Der Text.
····················
Der Präsident der Erziehungsdirektoren-Konferenz, der Walliser Staatsrat Christophe Darbellay, wertet es als positiv, wie gut man bei der Harmonisierung vorangeschritten sei. Auch gebe es gute Resultate in den Schulsprachen, sowohl in der Deutsch- wie in der Welschschweiz.

Die Problempunkte seien aber auch klar: «Die Rechtschreibung in der Welschschweiz, wo die Resultate nicht auf dem erwarteten Niveau sind. Und das Französisch in der Deutschschweiz, wo das Niveau nicht so brillant ist», so Darbellay gegenüber Nau.ch

Romands können schlecht Französisch

In der Tat erstaunt, dass in der Romandie weniger als die Hälfte der getesteten Schülerinnen und Schüler die Grundkompetenzen in Rechtschreibung erreicht. Nota bene: In ihrer eigenen Schulsprache. Können die Appenzeller bald besser «Franz» als «les Welsches»?
····················
Gegebene Daten.

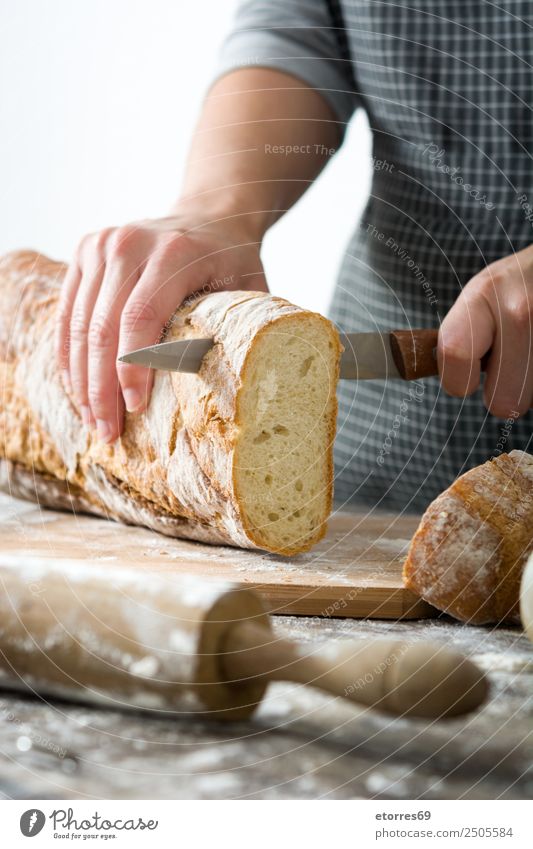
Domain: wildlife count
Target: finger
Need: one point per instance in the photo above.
(105, 397)
(508, 386)
(158, 293)
(64, 312)
(93, 267)
(465, 336)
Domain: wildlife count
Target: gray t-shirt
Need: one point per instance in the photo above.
(448, 89)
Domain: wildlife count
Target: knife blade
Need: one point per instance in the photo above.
(396, 354)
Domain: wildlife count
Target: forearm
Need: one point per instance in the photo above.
(262, 138)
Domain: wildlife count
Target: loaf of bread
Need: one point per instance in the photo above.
(240, 453)
(470, 549)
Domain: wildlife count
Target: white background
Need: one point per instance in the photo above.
(98, 99)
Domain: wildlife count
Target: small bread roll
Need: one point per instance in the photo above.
(469, 552)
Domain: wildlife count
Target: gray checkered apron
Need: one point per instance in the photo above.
(448, 89)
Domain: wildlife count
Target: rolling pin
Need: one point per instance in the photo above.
(133, 639)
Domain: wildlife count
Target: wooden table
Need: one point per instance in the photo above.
(301, 744)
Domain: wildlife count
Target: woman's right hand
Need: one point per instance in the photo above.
(121, 289)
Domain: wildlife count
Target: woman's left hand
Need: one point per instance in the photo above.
(494, 312)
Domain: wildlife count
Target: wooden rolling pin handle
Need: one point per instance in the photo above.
(415, 353)
(399, 678)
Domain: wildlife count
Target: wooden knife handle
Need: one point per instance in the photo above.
(415, 353)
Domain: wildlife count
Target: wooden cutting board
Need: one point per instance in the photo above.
(355, 571)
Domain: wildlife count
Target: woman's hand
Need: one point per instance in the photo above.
(493, 313)
(121, 289)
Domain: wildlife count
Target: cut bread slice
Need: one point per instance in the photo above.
(286, 415)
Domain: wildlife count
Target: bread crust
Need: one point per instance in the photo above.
(172, 468)
(472, 543)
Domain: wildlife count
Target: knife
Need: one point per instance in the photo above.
(399, 354)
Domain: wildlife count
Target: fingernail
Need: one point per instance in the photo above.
(133, 400)
(103, 430)
(86, 416)
(65, 377)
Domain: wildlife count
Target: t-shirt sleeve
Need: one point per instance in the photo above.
(296, 36)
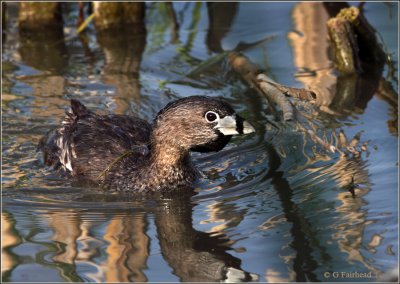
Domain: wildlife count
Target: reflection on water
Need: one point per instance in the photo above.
(273, 207)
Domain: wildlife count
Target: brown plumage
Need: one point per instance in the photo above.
(126, 153)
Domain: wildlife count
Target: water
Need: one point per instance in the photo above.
(272, 206)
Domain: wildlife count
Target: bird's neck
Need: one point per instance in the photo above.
(169, 166)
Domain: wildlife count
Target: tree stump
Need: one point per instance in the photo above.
(110, 15)
(39, 15)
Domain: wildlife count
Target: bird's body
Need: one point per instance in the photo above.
····················
Bitte erledigen.
1: Welches Amt hat Christophe Darbellay laut dem Text über die Schulleistungen in der Schweiz?
2: Setze den Text über die Schulleistungen in der Schweiz nach seinem letzten Satz fort.

Die Lösungen.
1: Er ist Walliser Staatsrat und Präsident der Erziehungsdirektoren-Konferenz.

2:
Französisch Orthografie
Anteil der Schülerinnen und Schüler, die die Grundkompetenzen in Rechtschreibung in der Schulsprache Französisch erreichen, nach Kantonen. Schraffiert ist das Vertrauensintervall, dunkelgelb dargestellt sind Kantone, die statistisch signifikant vom Durchschnitt abweichen. - EDK

Das könne man so nicht vergleichen, widerspricht Darbellay. Nur die Schulsprache könne national verglichen werden, der Rest nur innerhalb der Sprachregion. Und dort schneidet insbesondere Appenzell Innerrhoden schlecht ab.

Innerrhödler müssen über die (Deutsch-)Bücher

Dabei war es Appenzell Ausserrhoden, das mit der Abschaffung des Frühfranzösisch-Unterrichts Schlagzeilen machte. Die Innerrhödler Schulkinder der Stufe 11H schneiden aber durchs Band unterdurchschnittlich ab: In Englisch, in Französisch sowieso, aber auch in der Schulsprache Deutsch.

Leseverstehen in Schulsprache
Anteil der Schülerinnen und Schüler, die die Grundkompetenzen im Lesen in der Schulsprache erreichen, nach Kantonen. Schraffiert ist das Vertrauensintervall, dunkelgelb dargestellt sind Kantone, die statistisch signifikant vom Durchschnitt abweichen.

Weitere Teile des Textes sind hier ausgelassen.